=== EXERCISE MATERIALS ===
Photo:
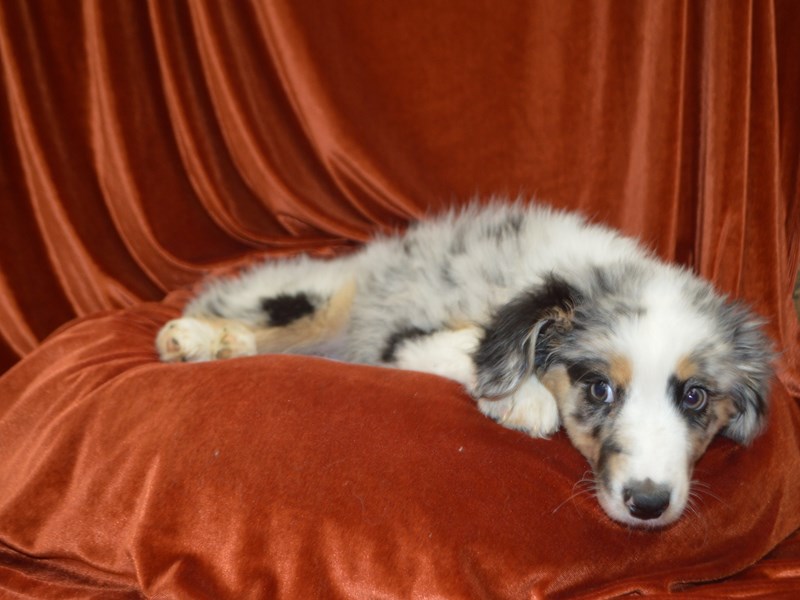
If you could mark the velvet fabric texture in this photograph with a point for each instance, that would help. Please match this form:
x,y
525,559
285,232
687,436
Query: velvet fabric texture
x,y
145,145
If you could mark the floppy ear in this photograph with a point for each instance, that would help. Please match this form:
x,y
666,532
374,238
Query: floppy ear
x,y
506,354
752,363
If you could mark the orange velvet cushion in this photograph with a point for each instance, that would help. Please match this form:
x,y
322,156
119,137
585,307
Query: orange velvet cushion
x,y
284,476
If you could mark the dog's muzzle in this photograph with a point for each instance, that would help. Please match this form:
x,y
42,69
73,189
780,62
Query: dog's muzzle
x,y
646,500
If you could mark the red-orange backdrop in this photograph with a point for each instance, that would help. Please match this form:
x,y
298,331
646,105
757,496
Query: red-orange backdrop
x,y
143,143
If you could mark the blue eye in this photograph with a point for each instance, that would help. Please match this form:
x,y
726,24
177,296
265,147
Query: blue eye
x,y
602,391
694,398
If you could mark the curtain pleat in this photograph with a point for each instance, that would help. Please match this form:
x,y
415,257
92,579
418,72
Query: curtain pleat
x,y
146,144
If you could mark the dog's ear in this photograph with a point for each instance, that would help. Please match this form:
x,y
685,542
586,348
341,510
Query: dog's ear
x,y
506,354
752,358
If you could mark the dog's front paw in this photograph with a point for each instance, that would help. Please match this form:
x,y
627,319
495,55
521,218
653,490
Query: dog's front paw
x,y
194,340
531,408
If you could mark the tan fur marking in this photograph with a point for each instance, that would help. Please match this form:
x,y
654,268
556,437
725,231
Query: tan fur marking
x,y
323,324
620,371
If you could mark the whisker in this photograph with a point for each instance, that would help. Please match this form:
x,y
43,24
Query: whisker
x,y
585,486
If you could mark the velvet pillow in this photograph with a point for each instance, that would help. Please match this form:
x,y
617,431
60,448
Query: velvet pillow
x,y
295,477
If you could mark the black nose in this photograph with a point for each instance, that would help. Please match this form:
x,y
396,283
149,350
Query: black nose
x,y
645,499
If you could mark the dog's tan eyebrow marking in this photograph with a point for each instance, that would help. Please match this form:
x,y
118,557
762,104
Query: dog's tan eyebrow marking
x,y
686,369
620,371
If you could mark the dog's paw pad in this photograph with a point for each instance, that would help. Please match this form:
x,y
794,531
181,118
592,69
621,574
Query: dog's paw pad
x,y
235,340
186,339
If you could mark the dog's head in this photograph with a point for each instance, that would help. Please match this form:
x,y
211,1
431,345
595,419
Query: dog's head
x,y
647,364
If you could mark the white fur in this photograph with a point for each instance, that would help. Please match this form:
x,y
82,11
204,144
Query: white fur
x,y
432,298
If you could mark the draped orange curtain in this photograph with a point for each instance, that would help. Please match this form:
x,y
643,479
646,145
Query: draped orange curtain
x,y
144,143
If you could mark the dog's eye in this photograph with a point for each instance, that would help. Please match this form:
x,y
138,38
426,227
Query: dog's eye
x,y
602,391
695,398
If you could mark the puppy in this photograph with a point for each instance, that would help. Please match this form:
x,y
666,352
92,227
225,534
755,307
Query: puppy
x,y
547,320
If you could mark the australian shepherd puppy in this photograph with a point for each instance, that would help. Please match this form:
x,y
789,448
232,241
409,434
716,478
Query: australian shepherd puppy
x,y
547,320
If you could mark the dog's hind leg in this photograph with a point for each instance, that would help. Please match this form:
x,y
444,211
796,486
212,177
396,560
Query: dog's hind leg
x,y
300,306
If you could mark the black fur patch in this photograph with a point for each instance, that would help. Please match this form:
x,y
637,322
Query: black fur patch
x,y
285,309
397,338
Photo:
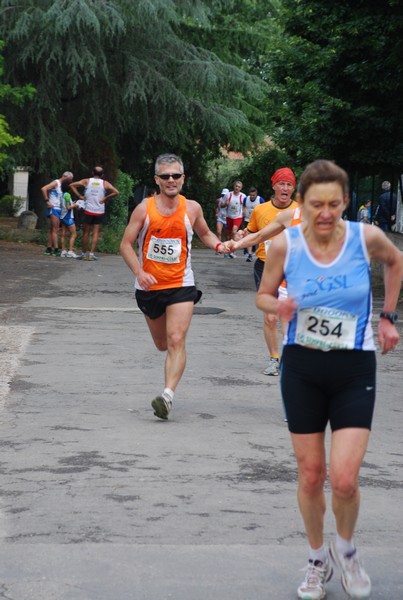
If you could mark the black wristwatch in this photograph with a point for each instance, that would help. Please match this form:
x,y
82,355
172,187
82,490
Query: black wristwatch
x,y
390,316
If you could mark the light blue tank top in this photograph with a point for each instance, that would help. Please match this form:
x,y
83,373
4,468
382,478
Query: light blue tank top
x,y
334,300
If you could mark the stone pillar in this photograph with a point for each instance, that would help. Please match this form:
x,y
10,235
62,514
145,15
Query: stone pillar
x,y
19,187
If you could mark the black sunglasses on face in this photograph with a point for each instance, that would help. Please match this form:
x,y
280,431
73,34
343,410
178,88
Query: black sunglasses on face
x,y
166,176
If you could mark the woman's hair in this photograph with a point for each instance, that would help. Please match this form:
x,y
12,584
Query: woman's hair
x,y
322,171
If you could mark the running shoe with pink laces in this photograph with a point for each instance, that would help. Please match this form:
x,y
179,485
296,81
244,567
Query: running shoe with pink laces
x,y
317,574
354,579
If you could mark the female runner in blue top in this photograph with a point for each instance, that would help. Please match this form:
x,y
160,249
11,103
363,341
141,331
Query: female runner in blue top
x,y
328,362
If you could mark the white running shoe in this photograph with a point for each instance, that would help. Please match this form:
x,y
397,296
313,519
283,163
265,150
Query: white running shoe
x,y
316,575
273,368
354,579
162,406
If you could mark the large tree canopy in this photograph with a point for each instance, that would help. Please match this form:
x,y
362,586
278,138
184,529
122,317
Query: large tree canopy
x,y
15,96
118,77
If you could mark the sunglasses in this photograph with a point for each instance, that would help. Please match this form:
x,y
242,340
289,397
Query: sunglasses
x,y
166,176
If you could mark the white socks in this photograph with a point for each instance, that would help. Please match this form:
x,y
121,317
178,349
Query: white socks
x,y
343,546
168,394
319,554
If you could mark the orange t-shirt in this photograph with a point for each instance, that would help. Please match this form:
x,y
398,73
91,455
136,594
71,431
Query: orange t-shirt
x,y
165,246
262,215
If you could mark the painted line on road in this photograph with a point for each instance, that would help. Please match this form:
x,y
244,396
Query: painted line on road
x,y
13,343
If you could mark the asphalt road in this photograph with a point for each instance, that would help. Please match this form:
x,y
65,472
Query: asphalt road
x,y
99,500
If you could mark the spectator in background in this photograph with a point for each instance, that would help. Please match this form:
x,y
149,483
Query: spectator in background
x,y
221,215
52,194
385,212
364,212
234,203
97,191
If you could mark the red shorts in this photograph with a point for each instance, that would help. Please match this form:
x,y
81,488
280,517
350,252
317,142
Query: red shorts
x,y
231,223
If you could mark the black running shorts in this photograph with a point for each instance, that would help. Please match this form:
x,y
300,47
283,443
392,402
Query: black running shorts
x,y
153,304
336,387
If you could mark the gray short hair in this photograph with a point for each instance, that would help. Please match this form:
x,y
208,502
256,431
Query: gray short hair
x,y
167,159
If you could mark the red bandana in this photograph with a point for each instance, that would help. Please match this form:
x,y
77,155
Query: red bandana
x,y
284,174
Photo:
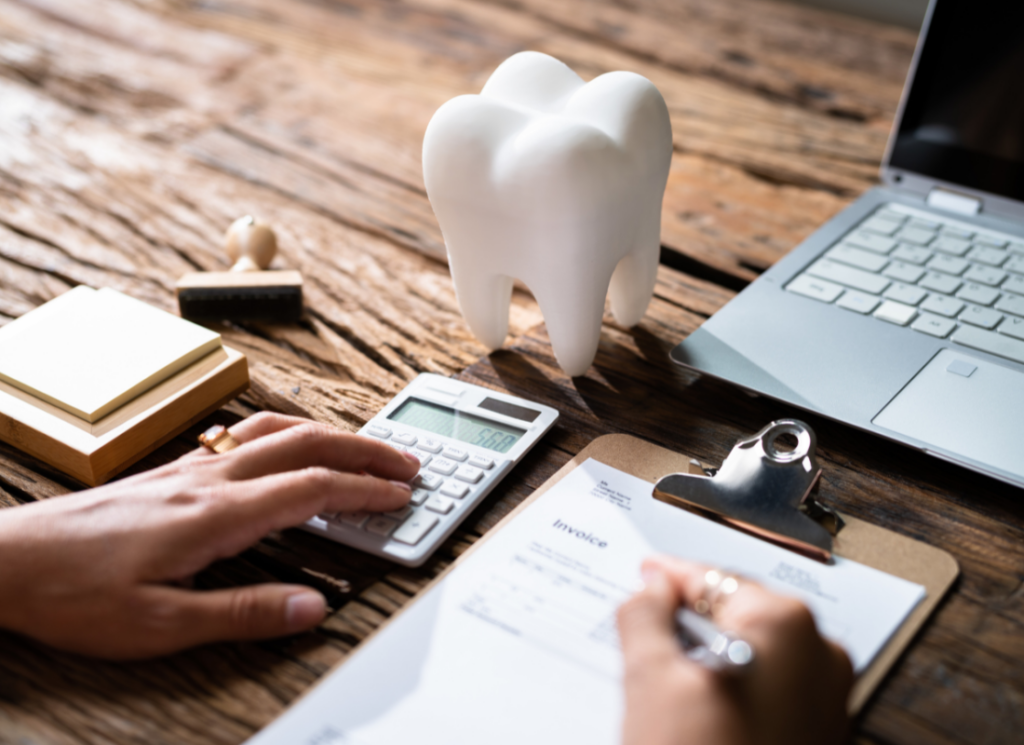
===
EXERCISE DETAILS:
Word-for-word output of every record is needed, with images omitted.

RESULT OF THIS TASK:
Photo:
If you could mark the velvet fabric texture in this photograph with a point for each instance, that would help. Please match this form:
x,y
525,559
285,232
687,436
Query: velvet fabric texture
x,y
145,145
If you could mark the floppy ear in this photograph with a point for each instance, that would help. Please match this form:
x,y
666,532
374,238
Query: floppy ear
x,y
506,354
752,363
If you could mark the orange velvet cushion in this photograph with a point for each instance, that would help. Please match this form:
x,y
322,156
119,137
585,307
Query: orange velvet cushion
x,y
284,476
If you could mark the dog's muzzle in this photograph with a point for each instance, that would help. Please match this form:
x,y
42,69
73,189
780,62
Query: dog's muzzle
x,y
646,500
If you could mark the red-orange backdrop in this photograph with a point for each instance, that would help. Please match this form:
x,y
298,331
646,105
757,496
Query: red-orange backdrop
x,y
143,143
If you could mark the blue eye in this photograph with a point for each instance, that would help. Please match this form:
x,y
726,24
177,296
265,147
Query: blue eye
x,y
602,391
694,398
If you could mark the curtain pleat in this photograph with a point for each instance, that would help. Please match this form:
x,y
415,257
92,579
418,72
Query: curtain pleat
x,y
146,144
If you could mark the dog's ear in this photograph with a point for each instance, that would help. Please match this form:
x,y
685,542
586,348
341,510
Query: dog's ear
x,y
506,354
752,358
If you could mark the dog's front paw in this photograph with a point for each instance, that would help. Please match this form:
x,y
627,319
495,55
521,218
653,490
Query: dog's front paw
x,y
194,340
531,408
If you could mark the tan fur marking in this photograph with a point for each instance, that would help. Please match this form:
x,y
654,268
556,437
725,231
Query: tan fur marking
x,y
323,324
620,371
If you could mark the whisker in this photograph with a point for each instance, that would help. Please match this form:
x,y
43,24
Query: whisker
x,y
585,486
If you could mark the velvet pillow in this photograph with a point for each instance, that would help. Please match this form:
x,y
617,431
60,448
Query: velvet pillow
x,y
295,477
If you could mark the black nose in this photograph with a point for each instance, that would help. Please match this form:
x,y
396,283
149,350
Query: black nose
x,y
645,499
If you could mark the dog's tan eyebrow marking in this photograph with a point for each instance, that would help. Please match this form:
x,y
118,557
762,104
Query: dog's tan eyebrow marking
x,y
686,369
620,371
If you could mark the dog's paw pad in this photograph with a point for each instance, that would help. Please match this form:
x,y
794,531
181,118
592,69
621,574
Query: dog's paw pad
x,y
235,340
186,339
If you could mark the dog's head in this photograph with a point for each instance, that would help. Please match this form:
x,y
211,1
431,345
595,419
Query: dog's head
x,y
647,364
If you could mark the white fur in this photograph with a point for each instance, that would help. Please match this form:
x,y
82,11
204,144
Query: white fur
x,y
432,298
If you could mark the draped orange curtain in this photograph with a point for each instance, that would help. Please match this form:
x,y
643,479
646,145
Query: draped orange curtain
x,y
144,143
If you could mark the dog's eye in this photograph with a point for each instance, that would help. Please match this form:
x,y
138,38
426,227
Query: dog's eye
x,y
602,391
695,398
If you could mark the puppy in this photograph with a point for each instance, that would help. Please match this form:
x,y
666,352
92,227
225,534
755,307
Query: puppy
x,y
547,320
If you could mark the australian shepherd puppy in this photograph with a point for each instance, that would help. Please match this form:
x,y
789,448
232,241
409,434
716,478
Query: australian shepherd puppy
x,y
547,320
If you could mark the dog's hind leg in this photograph with a point for each instance, that would help. Please match this form:
x,y
444,211
796,486
212,177
396,560
Query: dog's hind leg
x,y
300,306
If you could mark the black fur patch in this photograph with a point for each instance, that would help. Please match this form:
x,y
637,322
Query: black fur patch
x,y
285,309
397,338
Photo:
If you could mark the black wristwatch in this photograph with a point for each instance, that would help. Please match this form:
x,y
82,355
172,187
82,490
Query: black wristwatch
x,y
390,316
If you could mark the light blue tank top in this photograph with a point for each instance, that would help. Please match this form:
x,y
83,373
4,468
382,478
Query: light blue tank top
x,y
334,300
If you could mark the stone pillar in this photograph with a point for each instance, that would help. Please match this form:
x,y
10,235
62,514
145,15
Query: stone pillar
x,y
19,187
If you could mark the black sunglasses on face in this photograph with a point for each instance, that would help. Please match this form:
x,y
280,431
73,34
343,410
178,88
Query: black sunglasses on face
x,y
166,176
If you could mark the woman's hair in this photograph with a point for each instance, that would help. Please match this form:
x,y
12,584
Query: woman's hair
x,y
322,171
If you could mark the running shoe with pink laces in this photograph with a point for each instance, that would help. Please match this form:
x,y
179,485
296,81
244,567
Query: running shoe with pink laces
x,y
317,574
354,579
If you could mark the female runner in blue top in this photograph with a point for each instance, that would help. Please match this form:
x,y
160,249
11,103
363,341
141,331
Query: female runner in blue top
x,y
328,362
If you could mark the white running shoe in this photograph with a point for each instance, that would help. Please match this form:
x,y
397,296
313,519
283,163
265,150
Query: white running shoe
x,y
316,575
273,368
354,579
162,406
If you could mark the large tree canopy in this photograph with a point for each instance, that would help. Please match this form:
x,y
362,586
278,138
184,529
122,317
Query: large tree canopy
x,y
15,96
118,77
If you could mark the sunglasses in this photograph with a point for each instance, that would help. Please match this form:
x,y
242,340
289,397
Query: sunglasses
x,y
166,176
If you could mark the white socks in this photograph with a point for each instance, that would help. Please match this form:
x,y
121,317
178,349
Query: white socks
x,y
343,546
168,394
319,554
If you could mark the orange t-shirt in this photograph with a point for each instance, that would help. Please match this form:
x,y
398,73
91,455
136,594
71,431
Query: orange t-shirt
x,y
165,246
262,215
If you could mark the painted line on road in this photograph with a point for each instance, that would help. Please match this form:
x,y
244,396
Query: painted line on road
x,y
13,343
If you could mark the asphalt road in this photograph with a point for each instance, that would help. Please match this form:
x,y
65,472
Query: asphalt road
x,y
99,500
If you could mark the spectator in background in this photograph with a point for each instance, that would help. Please match this form:
x,y
149,483
Query: spectator in background
x,y
221,215
52,194
385,212
364,212
234,203
97,191
If you could mark the red shorts in this photograph with a point for each instance, that would help. Please match this form:
x,y
81,488
280,517
350,252
317,142
Query: red shorts
x,y
231,223
If you could mark the black running shorts in this photograph with a point for each instance, that would help. Please match this form:
x,y
300,47
283,443
392,402
Query: black running shorts
x,y
153,304
336,387
If you could mark the gray short hair in this photograph with a point for each instance, that would help. Please match this form:
x,y
208,502
256,431
Query: gray short hair
x,y
167,159
If you could mark the red bandana in this photograph with a point for each instance, that would help. Please match this form:
x,y
77,155
Query: red bandana
x,y
284,174
Photo:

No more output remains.